Objective - State how many lines in the material below contain the string "black", counting only matches with the same capitalization. Give the number alone.

Dataset records -
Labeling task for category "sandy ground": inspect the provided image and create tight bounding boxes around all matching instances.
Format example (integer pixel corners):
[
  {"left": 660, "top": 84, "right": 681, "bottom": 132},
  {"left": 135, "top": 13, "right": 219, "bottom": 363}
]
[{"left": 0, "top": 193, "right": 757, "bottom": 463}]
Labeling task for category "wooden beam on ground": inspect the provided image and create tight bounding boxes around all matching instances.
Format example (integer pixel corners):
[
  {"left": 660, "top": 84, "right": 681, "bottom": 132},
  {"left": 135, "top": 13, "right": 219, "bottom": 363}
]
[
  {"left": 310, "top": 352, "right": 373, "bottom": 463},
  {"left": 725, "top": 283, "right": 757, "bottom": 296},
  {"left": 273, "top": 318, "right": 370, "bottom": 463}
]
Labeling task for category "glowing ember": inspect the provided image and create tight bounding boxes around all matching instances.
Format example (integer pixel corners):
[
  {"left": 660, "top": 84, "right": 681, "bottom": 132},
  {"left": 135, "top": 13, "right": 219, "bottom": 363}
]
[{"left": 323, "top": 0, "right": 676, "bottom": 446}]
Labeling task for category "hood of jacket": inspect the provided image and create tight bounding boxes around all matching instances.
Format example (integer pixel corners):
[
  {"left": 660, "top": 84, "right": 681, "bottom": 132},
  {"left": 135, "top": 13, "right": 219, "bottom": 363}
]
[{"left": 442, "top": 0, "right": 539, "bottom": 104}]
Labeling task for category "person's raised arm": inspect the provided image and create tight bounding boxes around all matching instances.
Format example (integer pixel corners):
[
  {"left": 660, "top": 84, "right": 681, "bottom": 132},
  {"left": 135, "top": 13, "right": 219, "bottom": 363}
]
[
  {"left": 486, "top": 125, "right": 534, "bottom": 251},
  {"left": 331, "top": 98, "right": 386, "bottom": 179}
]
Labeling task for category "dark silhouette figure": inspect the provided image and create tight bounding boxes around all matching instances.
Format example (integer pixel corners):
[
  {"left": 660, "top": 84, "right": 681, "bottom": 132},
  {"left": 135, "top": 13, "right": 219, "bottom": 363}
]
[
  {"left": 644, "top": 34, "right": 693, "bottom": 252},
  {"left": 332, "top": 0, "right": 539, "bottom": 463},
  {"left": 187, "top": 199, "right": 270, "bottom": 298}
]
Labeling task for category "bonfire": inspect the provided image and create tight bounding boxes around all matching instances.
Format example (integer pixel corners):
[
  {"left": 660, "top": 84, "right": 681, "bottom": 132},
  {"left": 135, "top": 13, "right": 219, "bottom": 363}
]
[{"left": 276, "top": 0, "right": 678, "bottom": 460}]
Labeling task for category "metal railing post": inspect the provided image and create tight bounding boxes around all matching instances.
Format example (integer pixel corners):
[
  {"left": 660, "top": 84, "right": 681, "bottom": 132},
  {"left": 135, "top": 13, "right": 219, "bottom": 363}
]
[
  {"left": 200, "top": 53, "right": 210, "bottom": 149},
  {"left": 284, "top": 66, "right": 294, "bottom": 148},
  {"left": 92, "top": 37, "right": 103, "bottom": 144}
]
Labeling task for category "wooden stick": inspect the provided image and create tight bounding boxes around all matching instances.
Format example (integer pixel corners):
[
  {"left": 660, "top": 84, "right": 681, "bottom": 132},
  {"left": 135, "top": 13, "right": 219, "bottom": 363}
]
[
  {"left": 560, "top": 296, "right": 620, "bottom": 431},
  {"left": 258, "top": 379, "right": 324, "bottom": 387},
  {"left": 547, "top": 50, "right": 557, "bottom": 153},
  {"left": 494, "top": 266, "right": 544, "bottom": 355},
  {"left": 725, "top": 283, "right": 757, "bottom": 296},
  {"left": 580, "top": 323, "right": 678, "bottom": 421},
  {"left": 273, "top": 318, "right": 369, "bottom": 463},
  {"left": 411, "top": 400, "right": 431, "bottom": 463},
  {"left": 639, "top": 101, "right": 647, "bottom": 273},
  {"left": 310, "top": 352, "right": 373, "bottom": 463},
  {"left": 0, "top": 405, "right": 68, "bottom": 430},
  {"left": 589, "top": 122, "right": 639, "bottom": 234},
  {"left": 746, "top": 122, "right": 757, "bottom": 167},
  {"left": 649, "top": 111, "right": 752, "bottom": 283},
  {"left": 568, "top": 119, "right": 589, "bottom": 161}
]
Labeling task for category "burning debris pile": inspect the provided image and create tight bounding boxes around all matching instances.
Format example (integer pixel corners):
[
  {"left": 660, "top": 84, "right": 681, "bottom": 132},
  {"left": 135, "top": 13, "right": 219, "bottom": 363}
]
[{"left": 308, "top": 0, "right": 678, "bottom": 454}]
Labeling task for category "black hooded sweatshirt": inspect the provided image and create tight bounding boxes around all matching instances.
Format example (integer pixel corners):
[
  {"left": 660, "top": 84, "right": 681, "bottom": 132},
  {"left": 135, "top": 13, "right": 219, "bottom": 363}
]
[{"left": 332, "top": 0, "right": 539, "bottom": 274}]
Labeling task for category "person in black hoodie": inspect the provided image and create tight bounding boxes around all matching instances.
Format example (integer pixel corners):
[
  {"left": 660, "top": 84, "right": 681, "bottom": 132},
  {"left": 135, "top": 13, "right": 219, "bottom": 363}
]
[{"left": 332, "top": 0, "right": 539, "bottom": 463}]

Reply - 2